-------- Document segment --------

No Single Source of Truth

Each business unit had developed its own design standards, making consistency nearly impossible across the organization.

Accessibility Couldn't Be Optional

Every component needed to meet ADA requirements by default instead of relying on individual project teams to remember accessibility standards.

Brand Was Built for Print

Existing corporate guidelines worked well for traditional marketing but provided little guidance for modern digital products and responsive experiences.

Technology Was Constantly Changing

The system needed to evolve with new browsers, devices, interaction patterns, and design trends without becoming obsolete.

Multiple Teams, One System

The design system needed to support designers, developers, researchers, marketing teams, compliance, and business stakeholders simultaneously.

Enterprise Adoption

Building the system was only half the challenge. Success depended on convincing teams across Prudential to adopt it as their primary way of working.

-------- Data provided --------

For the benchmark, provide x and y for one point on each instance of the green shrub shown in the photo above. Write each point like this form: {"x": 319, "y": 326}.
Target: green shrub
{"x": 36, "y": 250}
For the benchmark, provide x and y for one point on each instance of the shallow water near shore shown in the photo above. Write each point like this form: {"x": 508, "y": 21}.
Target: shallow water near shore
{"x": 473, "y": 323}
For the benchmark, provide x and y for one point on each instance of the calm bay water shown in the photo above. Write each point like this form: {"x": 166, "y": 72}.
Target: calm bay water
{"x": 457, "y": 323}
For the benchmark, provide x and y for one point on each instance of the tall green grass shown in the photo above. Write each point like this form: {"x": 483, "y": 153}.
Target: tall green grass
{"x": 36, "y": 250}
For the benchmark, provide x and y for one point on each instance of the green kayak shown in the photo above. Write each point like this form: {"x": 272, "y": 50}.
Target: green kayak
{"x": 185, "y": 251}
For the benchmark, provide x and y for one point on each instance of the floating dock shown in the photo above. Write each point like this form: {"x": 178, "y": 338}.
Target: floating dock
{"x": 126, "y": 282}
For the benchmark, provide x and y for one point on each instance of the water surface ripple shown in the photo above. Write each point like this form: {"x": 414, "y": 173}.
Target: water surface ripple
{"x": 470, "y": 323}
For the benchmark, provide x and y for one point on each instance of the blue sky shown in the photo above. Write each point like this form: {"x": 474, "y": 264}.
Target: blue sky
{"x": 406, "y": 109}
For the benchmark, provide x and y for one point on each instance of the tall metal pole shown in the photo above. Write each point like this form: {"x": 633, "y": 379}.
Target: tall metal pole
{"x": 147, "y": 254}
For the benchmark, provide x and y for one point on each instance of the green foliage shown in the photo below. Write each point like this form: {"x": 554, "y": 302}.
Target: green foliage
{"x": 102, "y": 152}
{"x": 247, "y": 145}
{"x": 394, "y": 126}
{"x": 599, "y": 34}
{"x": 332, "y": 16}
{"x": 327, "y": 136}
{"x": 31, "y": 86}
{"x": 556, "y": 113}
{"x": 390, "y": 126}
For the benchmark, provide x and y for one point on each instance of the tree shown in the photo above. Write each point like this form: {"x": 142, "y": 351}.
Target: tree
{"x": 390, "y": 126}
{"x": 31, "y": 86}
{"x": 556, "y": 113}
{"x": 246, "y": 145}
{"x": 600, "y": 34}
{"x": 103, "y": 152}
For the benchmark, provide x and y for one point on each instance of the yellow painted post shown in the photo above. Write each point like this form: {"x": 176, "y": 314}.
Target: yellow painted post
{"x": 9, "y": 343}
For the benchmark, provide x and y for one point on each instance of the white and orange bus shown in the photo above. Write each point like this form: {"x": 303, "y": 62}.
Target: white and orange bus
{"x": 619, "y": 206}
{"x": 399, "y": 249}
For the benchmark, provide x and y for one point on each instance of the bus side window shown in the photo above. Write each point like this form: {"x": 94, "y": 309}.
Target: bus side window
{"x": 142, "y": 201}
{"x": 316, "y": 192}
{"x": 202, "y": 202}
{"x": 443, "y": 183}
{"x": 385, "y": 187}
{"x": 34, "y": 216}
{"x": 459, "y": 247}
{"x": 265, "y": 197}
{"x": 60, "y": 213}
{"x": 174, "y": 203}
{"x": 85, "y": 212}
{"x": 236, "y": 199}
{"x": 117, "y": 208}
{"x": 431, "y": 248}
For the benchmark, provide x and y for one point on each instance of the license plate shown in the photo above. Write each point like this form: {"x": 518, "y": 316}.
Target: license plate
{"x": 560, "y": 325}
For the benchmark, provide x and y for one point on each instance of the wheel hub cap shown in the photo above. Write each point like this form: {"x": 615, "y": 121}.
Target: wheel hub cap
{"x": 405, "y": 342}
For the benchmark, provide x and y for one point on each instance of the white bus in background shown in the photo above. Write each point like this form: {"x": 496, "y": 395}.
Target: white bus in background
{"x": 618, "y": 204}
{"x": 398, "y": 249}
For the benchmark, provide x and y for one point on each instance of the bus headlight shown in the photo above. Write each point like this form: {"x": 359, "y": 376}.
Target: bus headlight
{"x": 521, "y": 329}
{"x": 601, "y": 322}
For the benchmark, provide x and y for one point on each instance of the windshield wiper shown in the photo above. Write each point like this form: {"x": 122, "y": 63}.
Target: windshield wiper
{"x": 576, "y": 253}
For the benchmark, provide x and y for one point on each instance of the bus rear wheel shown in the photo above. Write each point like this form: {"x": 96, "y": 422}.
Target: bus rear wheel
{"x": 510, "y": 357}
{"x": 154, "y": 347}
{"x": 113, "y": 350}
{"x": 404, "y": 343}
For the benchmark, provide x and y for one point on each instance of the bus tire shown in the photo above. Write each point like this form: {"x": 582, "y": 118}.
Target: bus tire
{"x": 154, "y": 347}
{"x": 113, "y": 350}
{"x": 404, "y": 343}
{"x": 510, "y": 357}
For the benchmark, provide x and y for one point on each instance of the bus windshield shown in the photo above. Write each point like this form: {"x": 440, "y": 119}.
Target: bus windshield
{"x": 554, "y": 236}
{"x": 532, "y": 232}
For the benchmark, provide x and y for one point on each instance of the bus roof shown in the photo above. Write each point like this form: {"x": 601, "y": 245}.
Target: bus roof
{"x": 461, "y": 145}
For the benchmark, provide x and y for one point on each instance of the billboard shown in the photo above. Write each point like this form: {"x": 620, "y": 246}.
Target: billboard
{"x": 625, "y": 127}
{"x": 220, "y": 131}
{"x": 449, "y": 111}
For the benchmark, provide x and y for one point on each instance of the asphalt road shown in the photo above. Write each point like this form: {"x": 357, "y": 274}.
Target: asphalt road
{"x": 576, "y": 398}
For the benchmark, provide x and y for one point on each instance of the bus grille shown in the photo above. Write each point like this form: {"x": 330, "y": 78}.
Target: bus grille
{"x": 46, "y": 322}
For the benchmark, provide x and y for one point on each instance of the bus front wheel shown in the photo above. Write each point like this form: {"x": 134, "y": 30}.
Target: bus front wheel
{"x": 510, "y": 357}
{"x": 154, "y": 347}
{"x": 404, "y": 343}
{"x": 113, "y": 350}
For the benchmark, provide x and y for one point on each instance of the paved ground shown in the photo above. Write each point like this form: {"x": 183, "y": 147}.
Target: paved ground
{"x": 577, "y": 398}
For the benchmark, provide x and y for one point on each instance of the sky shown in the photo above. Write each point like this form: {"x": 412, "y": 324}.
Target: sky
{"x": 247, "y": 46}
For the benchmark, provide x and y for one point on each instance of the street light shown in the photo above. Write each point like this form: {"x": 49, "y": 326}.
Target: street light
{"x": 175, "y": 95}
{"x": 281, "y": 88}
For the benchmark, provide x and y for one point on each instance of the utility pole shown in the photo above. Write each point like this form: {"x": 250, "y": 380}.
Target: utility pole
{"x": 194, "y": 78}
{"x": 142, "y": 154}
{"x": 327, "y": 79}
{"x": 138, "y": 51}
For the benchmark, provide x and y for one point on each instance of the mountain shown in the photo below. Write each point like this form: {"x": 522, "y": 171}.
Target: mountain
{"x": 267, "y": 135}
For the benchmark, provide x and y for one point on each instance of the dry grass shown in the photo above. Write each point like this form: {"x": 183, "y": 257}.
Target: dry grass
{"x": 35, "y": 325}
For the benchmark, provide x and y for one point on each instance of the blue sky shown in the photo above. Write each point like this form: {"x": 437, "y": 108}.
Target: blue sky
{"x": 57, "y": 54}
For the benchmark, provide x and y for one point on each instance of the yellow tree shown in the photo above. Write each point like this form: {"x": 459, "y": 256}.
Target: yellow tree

--------

### To-do list
1. Answer these questions using the passage on design system challenges:
(a) What had each business unit developed on its own?
(b) What requirements did every component need to meet by default?
(c) At which company did teams need to be convinced to adopt the system?
2. In the passage on design system challenges, rewrite the paragraph beginning "The design system needed to support" as a bulleted list of the groups it names.
3. Extend the passage on design system challenges with a few more sentences that pick up after its final paragraph.

### Final results
1.
(a) Each business unit had developed its own design standards.
(b) Every component needed to meet ADA requirements by default.
(c) Teams across Prudential needed to be convinced to adopt it.

2.
The design system needed to support all of these groups at the same time:
- Designers
- Developers
- Researchers
- Marketing teams
- Compliance
- Business stakeholders

3.
MY APPROACH

Audit Existing Products

Identify Common Patterns

Standardize Foundations

Build Component LIbrary

Integrate CMS

Establish Governance

Support Product Teams

Refine & Expand

UNDERSTANDING THE PROBLEM

It quickly became clear that the inconsistency wasn't caused by poor designers or developers. Everyone was solving similar problems, but they were solving them independently.

Different teams had different color palettes, different typography standards, different coding practices, and different interpretations of the corporate brand. Existing brand guidelines focused primarily on print and marketing materials, offering very little direction for responsive websites, enterprise applications, or mobile experiences.

At the same time, the UX team was spending an enormous amount of time recreating components that had already been designed elsewhere. Instead of focusing on innovation and solving new user problems, much of the team's effort went toward rebuilding familiar patterns for every new project.

The opportunity wasn't simply to standardize interfaces—it was to fundamentally change how Prudential designed, built, and maintained digital products.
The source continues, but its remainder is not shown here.